## Problem A:
Name every CBC production that the post on the CBC president and Netflix mentions.

Friday, February 1, 2019

Reflections on CBC President's "colonial" lens on Netflix


President of the Canadian Broadcasting Corporation, Catherine Tait, yesterday resorted to the fear-mongering flag of colonialism, in reference to Netflix’s intervention in the Canadian “cultural wars” market. Without diving into the  waters around the way Netflix should be required to pay for its opportunity to “play” in the Canadian marketplace, (taxes, royalties, fees, or whatever would help to level the playing field among television production houses), the matter of programming merits its own special look.

Comparing the amount of time, based on aroused interest from trailers, that both my wife and I spend watching Netflix with time spent eyeing new productions on CBC (Working Moms, Schitt’s Creek, Cavendish, to take just a few examples) Netflix wins hands down. Of course, we recognize that we represent a smaller demographic (60+) than the proverbial 35-49, and therefore comprise a smaller advertising target and reduced revenue. We also acknowledge that our perceptions about what is worthy of our “entertainment” time have been shaped by decades of movies and television dramas that played to a longer attention span, an appetite for more reflection and less “action,” complex characters facing different challenges with which we could readily identify.

However, in-depth interviews with David Letterman, for example, are extremely “inexpensive” to produce, and Canada certainly has a treasure house of both worthy interviewers and interesting human subjects, about whom we would like to know more. CBC’s mandate could, and even should, focus on the development of such programming, and not merely on the Documentary channel. We have a national obsession with breaking things into smaller and smaller files, presumably for the purpose of measurement, control, costing, and budgetary purposes.

## Problem B:
Lay out everything in the dataset entries from the first line down to the line containing "positive clicks: (191, 253)" as a JSON list of strings, one string per line and with blank lines omitted.

## Dataset entries:

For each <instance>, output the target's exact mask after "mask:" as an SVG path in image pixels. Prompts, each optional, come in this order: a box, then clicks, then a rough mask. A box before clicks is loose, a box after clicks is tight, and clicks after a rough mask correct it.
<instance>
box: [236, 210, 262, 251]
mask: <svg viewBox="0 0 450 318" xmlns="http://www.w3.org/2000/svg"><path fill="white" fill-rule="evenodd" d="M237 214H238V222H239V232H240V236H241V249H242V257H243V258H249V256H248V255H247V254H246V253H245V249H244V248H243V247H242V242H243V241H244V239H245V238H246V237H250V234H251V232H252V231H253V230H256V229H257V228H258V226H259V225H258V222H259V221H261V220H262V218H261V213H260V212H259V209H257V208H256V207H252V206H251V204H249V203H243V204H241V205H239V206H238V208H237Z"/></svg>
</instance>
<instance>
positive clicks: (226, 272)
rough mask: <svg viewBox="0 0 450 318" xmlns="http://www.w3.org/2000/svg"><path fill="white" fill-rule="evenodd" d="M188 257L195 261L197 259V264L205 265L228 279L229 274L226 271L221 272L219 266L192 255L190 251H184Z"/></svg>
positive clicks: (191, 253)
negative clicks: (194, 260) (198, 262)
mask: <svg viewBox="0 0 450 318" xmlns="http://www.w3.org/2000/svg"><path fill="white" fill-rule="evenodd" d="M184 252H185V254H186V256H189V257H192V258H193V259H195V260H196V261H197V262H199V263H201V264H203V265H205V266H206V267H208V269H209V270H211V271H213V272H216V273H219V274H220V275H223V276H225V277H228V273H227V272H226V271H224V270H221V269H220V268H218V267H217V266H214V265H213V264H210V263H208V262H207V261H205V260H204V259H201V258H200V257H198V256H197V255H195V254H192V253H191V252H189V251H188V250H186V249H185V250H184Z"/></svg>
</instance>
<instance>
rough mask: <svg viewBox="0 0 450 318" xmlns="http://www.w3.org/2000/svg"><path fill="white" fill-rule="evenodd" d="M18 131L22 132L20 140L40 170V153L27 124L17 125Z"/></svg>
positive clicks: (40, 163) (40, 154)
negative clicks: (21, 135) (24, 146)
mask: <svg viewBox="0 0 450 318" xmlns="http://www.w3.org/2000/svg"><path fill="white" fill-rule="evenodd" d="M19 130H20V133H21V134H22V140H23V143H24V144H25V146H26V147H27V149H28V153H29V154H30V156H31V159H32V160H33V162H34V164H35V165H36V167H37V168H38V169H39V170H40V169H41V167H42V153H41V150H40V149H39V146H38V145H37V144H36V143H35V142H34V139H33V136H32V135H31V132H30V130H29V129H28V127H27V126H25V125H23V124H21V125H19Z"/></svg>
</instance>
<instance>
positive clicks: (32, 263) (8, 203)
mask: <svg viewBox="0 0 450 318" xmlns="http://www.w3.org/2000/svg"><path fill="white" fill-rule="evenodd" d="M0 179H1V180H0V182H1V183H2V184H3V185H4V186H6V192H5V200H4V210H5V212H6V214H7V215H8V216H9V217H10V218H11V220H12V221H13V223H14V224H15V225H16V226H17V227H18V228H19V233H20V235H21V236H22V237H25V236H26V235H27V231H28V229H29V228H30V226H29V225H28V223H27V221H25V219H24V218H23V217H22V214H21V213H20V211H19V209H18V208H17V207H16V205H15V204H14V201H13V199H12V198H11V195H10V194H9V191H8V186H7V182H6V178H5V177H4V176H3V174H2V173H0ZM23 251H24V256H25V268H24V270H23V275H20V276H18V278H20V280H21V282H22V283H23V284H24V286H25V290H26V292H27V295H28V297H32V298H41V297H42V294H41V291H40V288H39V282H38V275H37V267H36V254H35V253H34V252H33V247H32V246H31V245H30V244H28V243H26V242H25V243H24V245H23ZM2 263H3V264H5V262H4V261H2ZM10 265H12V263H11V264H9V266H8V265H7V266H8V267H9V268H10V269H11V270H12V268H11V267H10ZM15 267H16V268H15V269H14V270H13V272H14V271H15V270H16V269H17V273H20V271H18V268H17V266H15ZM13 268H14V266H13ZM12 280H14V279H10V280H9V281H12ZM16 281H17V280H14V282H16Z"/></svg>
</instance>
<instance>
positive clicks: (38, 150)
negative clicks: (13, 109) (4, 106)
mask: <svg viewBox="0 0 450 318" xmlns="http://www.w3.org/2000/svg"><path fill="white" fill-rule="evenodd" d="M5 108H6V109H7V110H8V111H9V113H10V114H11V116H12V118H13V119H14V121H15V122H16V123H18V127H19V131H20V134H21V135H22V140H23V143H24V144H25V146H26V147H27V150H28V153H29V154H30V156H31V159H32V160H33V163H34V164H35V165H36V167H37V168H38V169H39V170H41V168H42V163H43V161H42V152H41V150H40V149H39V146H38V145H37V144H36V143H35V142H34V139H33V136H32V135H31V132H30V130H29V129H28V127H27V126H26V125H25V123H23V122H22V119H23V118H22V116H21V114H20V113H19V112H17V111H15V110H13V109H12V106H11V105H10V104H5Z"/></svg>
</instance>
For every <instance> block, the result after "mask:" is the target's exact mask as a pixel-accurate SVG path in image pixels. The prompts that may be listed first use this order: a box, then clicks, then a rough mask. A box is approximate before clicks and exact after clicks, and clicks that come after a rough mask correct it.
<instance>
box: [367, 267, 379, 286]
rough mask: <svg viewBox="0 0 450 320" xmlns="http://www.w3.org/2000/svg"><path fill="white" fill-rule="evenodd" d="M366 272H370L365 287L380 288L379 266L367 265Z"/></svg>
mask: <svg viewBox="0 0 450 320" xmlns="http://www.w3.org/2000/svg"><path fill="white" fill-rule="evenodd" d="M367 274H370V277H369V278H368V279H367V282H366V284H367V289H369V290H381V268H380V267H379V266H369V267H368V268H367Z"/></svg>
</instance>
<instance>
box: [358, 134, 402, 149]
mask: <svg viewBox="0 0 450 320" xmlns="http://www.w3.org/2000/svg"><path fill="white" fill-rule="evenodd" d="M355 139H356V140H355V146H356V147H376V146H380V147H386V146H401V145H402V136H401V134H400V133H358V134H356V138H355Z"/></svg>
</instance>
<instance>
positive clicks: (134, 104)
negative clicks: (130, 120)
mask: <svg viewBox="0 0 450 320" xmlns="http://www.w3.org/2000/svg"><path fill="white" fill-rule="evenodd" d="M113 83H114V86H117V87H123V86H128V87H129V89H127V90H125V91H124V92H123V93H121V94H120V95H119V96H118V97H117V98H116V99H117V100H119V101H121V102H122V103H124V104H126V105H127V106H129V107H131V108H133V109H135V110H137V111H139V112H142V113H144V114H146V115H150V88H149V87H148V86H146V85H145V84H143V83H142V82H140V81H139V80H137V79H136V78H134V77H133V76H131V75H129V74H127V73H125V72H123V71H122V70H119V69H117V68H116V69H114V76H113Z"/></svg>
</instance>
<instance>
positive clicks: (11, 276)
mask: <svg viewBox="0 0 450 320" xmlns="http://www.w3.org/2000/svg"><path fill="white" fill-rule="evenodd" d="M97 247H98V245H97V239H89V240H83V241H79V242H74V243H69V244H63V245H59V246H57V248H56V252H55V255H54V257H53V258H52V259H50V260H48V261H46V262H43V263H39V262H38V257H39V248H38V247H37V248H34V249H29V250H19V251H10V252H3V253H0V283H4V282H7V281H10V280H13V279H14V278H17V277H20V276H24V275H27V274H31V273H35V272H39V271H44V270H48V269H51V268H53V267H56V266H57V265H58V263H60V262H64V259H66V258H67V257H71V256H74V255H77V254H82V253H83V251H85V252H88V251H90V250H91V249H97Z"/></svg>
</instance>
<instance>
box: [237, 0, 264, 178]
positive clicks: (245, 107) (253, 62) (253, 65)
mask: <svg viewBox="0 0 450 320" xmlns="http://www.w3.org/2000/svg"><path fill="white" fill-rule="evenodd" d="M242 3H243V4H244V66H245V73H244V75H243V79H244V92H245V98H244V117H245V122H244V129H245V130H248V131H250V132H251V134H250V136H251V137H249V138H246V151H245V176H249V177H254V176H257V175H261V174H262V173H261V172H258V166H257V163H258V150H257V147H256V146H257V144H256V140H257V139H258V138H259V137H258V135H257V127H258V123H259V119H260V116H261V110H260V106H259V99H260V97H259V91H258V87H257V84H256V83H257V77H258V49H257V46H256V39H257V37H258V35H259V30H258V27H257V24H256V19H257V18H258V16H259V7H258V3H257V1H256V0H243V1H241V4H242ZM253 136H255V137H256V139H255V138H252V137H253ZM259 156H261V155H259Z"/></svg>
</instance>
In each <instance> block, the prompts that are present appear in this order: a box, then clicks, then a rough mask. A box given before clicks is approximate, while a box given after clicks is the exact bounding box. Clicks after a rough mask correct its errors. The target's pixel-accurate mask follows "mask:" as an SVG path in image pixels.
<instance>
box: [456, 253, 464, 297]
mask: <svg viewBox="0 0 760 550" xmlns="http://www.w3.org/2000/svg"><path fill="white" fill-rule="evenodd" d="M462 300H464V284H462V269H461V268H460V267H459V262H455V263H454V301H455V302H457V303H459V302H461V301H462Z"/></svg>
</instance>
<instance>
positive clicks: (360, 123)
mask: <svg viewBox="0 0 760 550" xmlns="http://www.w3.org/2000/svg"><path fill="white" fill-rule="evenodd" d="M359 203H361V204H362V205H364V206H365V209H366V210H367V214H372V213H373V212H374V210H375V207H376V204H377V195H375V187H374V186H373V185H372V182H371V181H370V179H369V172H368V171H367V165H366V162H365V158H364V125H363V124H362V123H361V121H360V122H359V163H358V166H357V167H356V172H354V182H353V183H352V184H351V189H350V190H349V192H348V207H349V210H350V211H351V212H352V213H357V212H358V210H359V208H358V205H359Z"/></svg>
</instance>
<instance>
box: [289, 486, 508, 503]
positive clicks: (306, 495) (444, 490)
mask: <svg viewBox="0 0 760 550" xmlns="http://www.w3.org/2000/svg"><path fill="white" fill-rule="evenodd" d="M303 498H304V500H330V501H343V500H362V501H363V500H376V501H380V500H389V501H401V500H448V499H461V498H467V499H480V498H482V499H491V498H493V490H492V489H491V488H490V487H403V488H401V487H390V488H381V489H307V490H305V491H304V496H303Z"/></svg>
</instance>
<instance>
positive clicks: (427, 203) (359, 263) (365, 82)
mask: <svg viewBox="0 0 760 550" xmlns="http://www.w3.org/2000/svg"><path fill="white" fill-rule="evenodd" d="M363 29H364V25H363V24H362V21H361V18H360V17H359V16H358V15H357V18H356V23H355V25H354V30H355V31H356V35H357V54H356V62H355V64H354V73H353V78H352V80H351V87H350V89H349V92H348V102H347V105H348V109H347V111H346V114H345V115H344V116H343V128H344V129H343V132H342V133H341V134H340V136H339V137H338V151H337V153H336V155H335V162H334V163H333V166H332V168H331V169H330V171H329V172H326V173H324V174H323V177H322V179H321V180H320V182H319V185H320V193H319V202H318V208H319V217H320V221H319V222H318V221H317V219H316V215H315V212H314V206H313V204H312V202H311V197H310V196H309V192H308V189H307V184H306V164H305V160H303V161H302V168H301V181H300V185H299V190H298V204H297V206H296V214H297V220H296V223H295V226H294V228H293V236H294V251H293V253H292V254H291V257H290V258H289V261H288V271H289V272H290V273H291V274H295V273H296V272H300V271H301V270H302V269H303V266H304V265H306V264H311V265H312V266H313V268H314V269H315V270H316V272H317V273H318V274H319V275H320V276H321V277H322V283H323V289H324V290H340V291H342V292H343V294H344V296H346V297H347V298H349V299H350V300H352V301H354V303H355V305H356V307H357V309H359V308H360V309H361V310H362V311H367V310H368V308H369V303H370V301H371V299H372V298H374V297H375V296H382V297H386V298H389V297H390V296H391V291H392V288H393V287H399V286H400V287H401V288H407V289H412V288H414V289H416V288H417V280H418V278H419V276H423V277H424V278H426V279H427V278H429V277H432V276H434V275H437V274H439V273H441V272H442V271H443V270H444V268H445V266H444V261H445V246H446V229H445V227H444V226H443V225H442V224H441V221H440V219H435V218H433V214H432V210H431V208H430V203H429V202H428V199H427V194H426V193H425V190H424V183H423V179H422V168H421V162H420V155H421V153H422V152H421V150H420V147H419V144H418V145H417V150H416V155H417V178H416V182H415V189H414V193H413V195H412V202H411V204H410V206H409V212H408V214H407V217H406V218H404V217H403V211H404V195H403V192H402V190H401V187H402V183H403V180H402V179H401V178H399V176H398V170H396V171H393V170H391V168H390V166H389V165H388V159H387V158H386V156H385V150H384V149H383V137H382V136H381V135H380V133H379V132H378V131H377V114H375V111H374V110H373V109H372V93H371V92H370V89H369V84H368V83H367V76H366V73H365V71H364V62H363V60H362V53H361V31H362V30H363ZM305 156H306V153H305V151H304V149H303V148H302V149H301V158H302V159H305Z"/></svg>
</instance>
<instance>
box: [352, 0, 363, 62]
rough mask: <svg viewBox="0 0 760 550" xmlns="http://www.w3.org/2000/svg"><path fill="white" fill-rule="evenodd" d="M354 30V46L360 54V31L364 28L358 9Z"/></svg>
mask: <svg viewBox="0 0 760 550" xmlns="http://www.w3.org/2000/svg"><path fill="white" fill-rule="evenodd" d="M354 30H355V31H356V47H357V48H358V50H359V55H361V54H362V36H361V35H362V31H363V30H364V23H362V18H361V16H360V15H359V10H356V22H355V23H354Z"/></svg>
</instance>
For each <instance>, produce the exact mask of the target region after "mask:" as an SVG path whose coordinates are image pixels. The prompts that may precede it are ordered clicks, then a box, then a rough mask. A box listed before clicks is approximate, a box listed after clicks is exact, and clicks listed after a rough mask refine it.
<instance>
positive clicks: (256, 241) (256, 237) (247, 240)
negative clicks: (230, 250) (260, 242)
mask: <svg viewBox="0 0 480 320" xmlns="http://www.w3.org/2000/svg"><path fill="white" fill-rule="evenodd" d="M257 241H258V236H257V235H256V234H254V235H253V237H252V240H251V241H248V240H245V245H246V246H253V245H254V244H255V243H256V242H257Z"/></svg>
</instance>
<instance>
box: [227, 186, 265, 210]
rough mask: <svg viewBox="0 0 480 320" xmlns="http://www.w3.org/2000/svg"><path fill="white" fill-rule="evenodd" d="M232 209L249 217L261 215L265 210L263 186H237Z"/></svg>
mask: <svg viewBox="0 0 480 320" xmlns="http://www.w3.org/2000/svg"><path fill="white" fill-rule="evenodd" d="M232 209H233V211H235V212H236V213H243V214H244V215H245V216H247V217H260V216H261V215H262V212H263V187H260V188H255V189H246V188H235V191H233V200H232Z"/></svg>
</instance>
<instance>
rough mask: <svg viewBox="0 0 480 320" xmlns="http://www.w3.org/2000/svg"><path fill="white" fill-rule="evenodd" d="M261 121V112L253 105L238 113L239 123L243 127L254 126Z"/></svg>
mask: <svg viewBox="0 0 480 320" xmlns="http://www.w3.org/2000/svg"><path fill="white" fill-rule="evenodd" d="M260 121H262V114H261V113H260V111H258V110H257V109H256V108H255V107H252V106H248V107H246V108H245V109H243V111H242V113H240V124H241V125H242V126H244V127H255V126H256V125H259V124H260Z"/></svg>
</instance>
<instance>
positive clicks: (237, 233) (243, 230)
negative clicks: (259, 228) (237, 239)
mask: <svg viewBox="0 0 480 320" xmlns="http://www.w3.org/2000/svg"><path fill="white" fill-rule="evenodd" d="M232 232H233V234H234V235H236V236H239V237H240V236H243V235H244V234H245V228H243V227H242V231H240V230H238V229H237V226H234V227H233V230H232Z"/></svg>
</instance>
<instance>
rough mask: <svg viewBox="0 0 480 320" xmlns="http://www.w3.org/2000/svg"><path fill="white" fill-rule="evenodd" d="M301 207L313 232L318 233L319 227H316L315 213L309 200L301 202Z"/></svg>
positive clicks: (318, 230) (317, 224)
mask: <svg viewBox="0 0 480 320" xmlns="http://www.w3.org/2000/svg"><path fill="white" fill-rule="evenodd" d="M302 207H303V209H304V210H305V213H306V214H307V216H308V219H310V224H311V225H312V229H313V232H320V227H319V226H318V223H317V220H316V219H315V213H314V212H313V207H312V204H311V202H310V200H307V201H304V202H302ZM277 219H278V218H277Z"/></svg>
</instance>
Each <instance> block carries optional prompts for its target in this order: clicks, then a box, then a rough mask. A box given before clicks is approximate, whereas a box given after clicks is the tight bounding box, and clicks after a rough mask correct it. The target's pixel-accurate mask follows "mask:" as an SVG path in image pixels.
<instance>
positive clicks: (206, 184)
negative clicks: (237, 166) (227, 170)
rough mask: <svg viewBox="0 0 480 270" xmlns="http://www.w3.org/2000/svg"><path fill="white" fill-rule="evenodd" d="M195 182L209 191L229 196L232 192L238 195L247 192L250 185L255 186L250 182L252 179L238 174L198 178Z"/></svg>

## Problem solution A:
Working Moms, Schitt's Creek, Cavendish

## Problem solution B:
[
  "For each <instance>, output the target's exact mask after \"mask:\" as an SVG path in image pixels. Prompts, each optional, come in this order: a box, then clicks, then a rough mask. A box before clicks is loose, a box after clicks is tight, and clicks after a rough mask correct it.",
  "<instance>",
  "box: [236, 210, 262, 251]",
  "mask: <svg viewBox=\"0 0 450 318\" xmlns=\"http://www.w3.org/2000/svg\"><path fill=\"white\" fill-rule=\"evenodd\" d=\"M237 214H238V222H239V232H240V236H241V249H242V257H243V258H249V256H248V255H247V254H246V253H245V249H244V248H243V247H242V242H243V241H244V239H245V238H246V237H250V234H251V232H252V231H253V230H256V229H257V228H258V226H259V225H258V222H259V221H261V220H262V218H261V213H260V212H259V209H257V208H256V207H252V206H251V204H249V203H243V204H241V205H239V206H238V208H237Z\"/></svg>",
  "</instance>",
  "<instance>",
  "positive clicks: (226, 272)",
  "rough mask: <svg viewBox=\"0 0 450 318\" xmlns=\"http://www.w3.org/2000/svg\"><path fill=\"white\" fill-rule=\"evenodd\" d=\"M188 257L195 261L197 259V264L205 265L228 279L229 274L226 271L221 272L219 266L192 255L190 251H184Z\"/></svg>",
  "positive clicks: (191, 253)"
]